Texte à lire:
■ ■ ■ ■ ■

La prise du pouvoir et la mise en place d'un régime autoritaire
Après des années de guérilla et de luttes intestines au sein du FROLINAT, Hissein Habré parvient à s'emparer du pouvoir en juin 1982, renversant le président Goukouni Oueddei. Il promet alors stabilité et développement au peuple tchadien, épuisé par les conflits.
Cependant, le régime d'Habré bascule rapidement dans la dictature la plus brutale. Il instaure un climat de terreur, s'appuyant sur une police politique redoutable, la Direction de la documentation et de la sécurité (DDS). Les opposants politiques, réels ou supposés, ainsi que certaines ethnies, sont victimes d'arrestations arbitraires, de tortures systématiques et d'exécutions sommaires.

■ ■ ■ ■ ■

À faire:
1 - Relevez tous les noms de personnes et d'organisations cités dans le texte sur l'arrivée au pouvoir d'Hissein Habré.
2 - Reprenez le texte sur l'arrivée au pouvoir d'Hissein Habré et poursuivez-le à partir de sa dernière phrase.

Données fournies:
■ ■ ■ ■ ■

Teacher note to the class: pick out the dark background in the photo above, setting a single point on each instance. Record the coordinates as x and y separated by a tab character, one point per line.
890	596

■ ■ ■ ■ ■

Réponses:
1 - Hissein Habré, Goukouni Oueddei, le FROLINAT, la Direction de la documentation et de la sécurité (DDS)

2 -
Les années de plomb : répression et guerre civile
Les années 1980 sont marquées par une répression brutale et une guerre civile sanglante. Le régime d'Habré est accusé de crimes contre l'humanité, notamment de massacres à grande échelle. Une commission d'enquête tchadienne estime le nombre de victimes à environ 40 000, tandis que des organisations de défense des droits humains avancent des chiffres bien plus élevés.
Parallèlement, le Tchad est en proie à un conflit armé avec la Libye de Mouammar Kadhafi, qui soutient des groupes rebelles. Hissein Habré bénéficie du soutien des États-Unis et de la France, qui voient en lui un rempart contre l'influence libyenne grandissante en Afrique. Cet appui international lui permet de se maintenir au pouvoir malgré les condamnations de la communauté internationale pour les violations massives des droits humains.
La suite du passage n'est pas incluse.